In the records below, locate every line that contains the word "above" and copy each of those lines. Case counts: a line qualifies only if its capitalization of the word matches.

○ ○ ○ ○ ○ ○ ○

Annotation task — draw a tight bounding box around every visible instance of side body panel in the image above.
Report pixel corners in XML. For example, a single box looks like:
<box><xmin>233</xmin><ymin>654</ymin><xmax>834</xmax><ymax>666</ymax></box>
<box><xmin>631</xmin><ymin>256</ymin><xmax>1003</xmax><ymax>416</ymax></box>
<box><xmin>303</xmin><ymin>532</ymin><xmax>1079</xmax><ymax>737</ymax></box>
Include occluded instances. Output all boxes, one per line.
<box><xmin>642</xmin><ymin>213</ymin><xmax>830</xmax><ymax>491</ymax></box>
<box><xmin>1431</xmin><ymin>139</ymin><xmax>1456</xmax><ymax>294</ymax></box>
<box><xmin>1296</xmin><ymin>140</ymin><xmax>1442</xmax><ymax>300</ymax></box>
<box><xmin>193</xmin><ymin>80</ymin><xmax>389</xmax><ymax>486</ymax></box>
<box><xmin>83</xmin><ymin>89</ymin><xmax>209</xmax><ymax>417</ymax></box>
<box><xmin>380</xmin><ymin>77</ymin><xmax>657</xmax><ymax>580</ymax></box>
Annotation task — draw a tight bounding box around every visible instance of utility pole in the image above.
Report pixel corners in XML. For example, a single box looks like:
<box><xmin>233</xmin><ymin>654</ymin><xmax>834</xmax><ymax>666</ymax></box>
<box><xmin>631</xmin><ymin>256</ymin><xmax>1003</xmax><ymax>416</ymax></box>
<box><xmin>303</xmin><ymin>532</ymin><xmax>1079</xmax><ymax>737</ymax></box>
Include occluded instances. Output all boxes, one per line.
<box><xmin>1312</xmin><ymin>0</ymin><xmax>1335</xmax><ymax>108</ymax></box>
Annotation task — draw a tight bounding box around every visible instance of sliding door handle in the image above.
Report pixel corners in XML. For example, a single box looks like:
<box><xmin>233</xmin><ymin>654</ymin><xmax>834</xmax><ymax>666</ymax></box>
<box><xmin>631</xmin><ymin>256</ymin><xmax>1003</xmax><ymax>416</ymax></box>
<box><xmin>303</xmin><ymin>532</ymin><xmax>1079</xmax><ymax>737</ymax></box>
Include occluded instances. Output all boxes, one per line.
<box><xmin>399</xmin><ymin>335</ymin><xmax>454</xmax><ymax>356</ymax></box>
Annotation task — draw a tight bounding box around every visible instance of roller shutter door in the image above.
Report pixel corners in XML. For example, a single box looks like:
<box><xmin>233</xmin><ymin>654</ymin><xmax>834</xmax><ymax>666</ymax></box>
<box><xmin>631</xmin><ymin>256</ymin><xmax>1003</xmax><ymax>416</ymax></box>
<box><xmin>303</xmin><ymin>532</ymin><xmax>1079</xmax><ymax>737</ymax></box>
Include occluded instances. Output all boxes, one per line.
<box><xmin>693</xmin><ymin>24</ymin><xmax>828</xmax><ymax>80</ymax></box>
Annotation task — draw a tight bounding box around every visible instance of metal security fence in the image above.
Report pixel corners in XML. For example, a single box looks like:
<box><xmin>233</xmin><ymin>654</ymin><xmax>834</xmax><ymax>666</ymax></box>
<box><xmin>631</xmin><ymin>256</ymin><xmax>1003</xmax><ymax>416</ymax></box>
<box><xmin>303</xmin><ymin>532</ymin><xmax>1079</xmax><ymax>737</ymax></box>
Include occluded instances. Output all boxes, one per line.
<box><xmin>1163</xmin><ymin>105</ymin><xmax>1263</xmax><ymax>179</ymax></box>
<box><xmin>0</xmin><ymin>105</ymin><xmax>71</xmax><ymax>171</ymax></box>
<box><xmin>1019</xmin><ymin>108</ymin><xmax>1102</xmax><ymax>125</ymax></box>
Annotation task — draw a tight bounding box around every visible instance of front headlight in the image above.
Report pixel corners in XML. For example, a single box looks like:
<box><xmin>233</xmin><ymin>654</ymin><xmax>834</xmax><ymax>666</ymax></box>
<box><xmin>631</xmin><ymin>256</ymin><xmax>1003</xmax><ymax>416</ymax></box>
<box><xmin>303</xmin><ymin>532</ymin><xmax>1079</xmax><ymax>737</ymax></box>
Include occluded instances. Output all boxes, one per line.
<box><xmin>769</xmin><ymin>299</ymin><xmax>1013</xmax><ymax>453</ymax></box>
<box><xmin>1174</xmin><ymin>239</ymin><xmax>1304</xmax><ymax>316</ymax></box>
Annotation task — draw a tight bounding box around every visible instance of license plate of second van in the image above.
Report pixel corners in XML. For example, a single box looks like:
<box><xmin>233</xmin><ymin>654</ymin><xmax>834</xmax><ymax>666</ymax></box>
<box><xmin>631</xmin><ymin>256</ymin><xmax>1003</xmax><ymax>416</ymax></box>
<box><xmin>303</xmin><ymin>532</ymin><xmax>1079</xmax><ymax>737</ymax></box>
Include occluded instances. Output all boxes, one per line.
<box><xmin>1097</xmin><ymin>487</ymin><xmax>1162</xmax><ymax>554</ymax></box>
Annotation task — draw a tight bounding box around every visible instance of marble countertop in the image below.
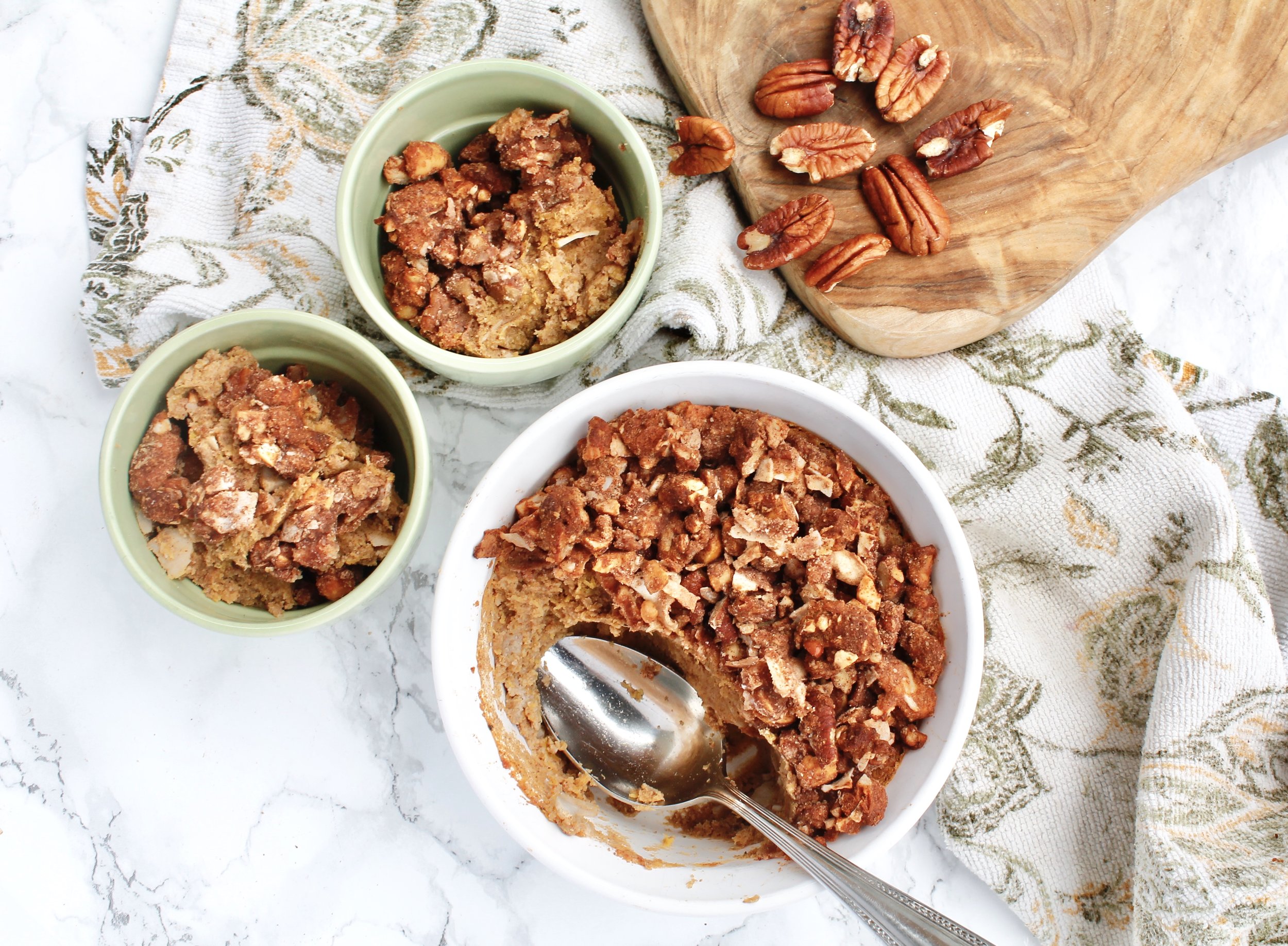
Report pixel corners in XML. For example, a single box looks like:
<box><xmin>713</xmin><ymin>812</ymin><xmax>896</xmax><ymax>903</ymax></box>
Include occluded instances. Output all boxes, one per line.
<box><xmin>0</xmin><ymin>0</ymin><xmax>1288</xmax><ymax>946</ymax></box>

○ ○ ○ ○ ○ ○ ○

# [EXERCISE SOLUTION]
Annotation task — draw a tight bounding box around every visible instance of side body panel in the image above.
Annotation task — draw a tight bounding box around every visible instance of utility pole in the image above.
Annotation task — draw a tight bounding box around every visible instance of sliding door handle in the image above.
Annotation task — draw a tight bounding box around every visible instance of roller shutter door in the image above.
Annotation task — draw a tight bounding box around every visible instance of metal security fence in the image above.
Annotation task — draw a tight bounding box around every visible instance of front headlight in the image above.
Annotation task — draw a tight bounding box around every visible instance of license plate of second van in the image above.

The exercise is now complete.